## What you need to do
From the listing below, select and copy each line that contains the word "green". Match case exactly.

Rows from a box-labeling dataset
-=-=-=-=-

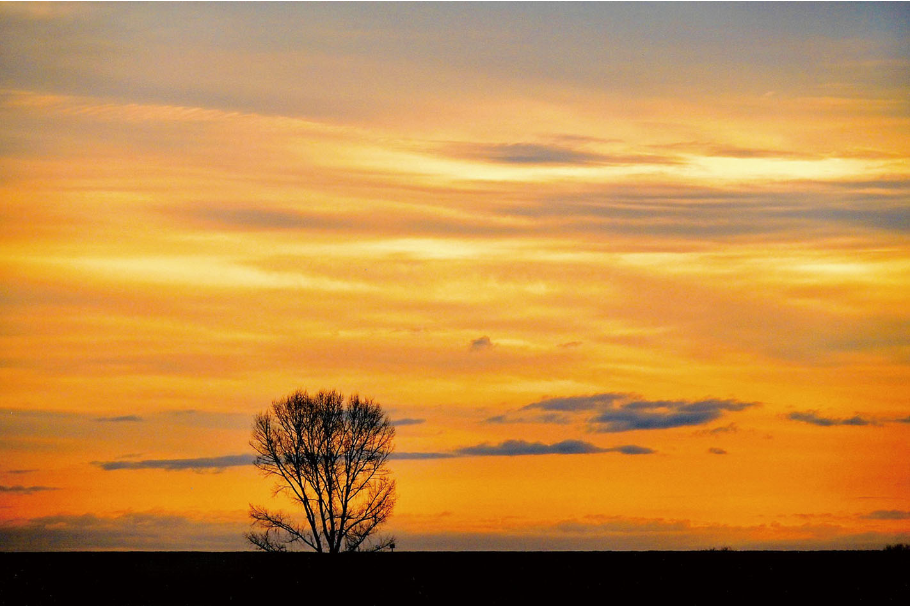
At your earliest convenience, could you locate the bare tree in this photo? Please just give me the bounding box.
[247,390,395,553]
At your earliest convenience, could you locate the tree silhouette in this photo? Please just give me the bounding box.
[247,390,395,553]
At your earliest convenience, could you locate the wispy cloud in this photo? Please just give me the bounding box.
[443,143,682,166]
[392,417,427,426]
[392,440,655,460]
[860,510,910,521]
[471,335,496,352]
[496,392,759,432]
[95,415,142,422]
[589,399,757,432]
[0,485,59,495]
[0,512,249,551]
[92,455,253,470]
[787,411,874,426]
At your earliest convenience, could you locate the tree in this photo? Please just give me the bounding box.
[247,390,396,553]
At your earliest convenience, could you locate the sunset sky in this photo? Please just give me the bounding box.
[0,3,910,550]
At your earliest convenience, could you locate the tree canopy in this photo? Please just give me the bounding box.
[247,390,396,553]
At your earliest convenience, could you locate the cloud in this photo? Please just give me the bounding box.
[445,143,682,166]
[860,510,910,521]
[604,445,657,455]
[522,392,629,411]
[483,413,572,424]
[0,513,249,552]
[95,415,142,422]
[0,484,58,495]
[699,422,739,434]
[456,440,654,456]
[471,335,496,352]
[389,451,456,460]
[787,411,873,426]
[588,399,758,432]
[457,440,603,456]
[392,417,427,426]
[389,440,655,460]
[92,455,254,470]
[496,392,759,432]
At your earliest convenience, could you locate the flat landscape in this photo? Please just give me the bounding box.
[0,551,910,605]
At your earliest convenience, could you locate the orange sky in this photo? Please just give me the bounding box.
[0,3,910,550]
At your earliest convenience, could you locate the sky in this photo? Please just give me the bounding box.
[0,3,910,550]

-=-=-=-=-

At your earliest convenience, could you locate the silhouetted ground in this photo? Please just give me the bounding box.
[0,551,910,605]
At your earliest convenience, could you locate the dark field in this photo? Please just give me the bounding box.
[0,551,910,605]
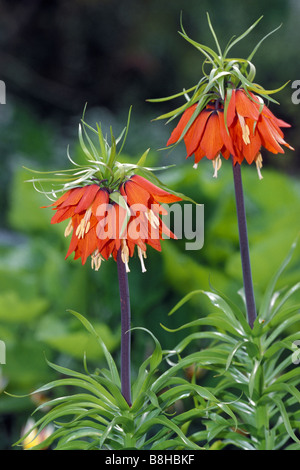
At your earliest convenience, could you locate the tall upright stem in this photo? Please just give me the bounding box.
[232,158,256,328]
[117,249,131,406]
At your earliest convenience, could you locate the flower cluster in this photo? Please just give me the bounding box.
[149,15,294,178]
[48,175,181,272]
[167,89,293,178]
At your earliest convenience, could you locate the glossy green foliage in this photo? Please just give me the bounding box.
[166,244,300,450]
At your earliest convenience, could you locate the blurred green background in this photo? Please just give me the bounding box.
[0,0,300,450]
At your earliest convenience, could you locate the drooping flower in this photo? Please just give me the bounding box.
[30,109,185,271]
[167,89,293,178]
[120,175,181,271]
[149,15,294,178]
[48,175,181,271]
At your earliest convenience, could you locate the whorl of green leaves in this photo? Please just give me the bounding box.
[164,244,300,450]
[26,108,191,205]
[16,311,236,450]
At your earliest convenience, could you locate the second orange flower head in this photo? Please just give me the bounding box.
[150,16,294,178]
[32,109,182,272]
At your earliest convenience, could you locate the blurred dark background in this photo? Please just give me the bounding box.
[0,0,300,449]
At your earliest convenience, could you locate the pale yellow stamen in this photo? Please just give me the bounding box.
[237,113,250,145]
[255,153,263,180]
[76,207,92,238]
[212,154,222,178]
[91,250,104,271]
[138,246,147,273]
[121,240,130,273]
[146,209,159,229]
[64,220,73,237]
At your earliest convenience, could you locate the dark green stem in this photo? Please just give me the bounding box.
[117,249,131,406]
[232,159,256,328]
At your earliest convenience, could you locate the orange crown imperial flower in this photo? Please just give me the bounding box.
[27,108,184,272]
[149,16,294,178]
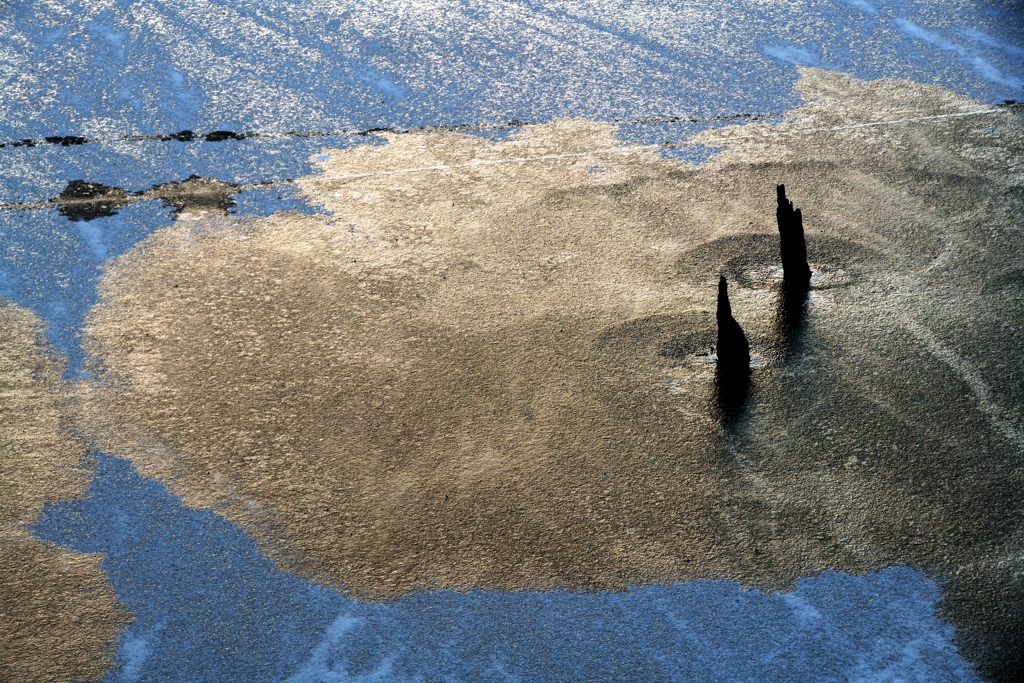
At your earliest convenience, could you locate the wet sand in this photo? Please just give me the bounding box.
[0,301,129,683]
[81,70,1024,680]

-=-=-=-=-

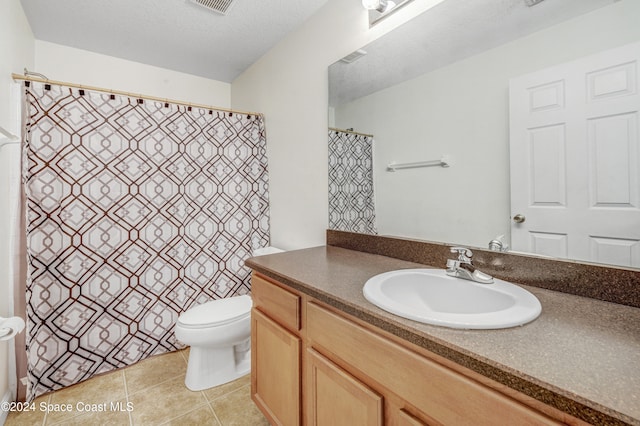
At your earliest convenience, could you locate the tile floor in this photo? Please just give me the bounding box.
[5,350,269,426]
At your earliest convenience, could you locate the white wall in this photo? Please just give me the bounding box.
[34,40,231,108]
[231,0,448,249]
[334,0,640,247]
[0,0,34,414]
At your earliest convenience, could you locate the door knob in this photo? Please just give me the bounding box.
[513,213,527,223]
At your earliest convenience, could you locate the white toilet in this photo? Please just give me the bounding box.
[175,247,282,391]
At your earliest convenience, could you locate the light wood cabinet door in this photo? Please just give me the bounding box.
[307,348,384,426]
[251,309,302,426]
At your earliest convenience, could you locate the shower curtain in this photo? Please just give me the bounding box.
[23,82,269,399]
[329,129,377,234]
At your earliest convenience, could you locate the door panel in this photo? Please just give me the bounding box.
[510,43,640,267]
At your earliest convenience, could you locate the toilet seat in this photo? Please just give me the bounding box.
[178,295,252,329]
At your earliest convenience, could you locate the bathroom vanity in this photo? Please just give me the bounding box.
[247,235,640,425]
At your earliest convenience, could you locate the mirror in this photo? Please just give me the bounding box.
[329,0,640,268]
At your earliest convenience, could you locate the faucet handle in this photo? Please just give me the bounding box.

-=-=-=-=-

## The solution
At your earliest convenience, could you locate the glossy green foliage in this photo? Please just give me the bounding box.
At your earliest convenience, could you locate the blurred green background in this photo? Please just give me the bounding box.
At your earliest convenience, could you locate the whorl of green leaves in this photo? Please just give me the bounding box.
At your earliest convenience, could you locate the dark green stem in this photo? Please just give me the bounding box.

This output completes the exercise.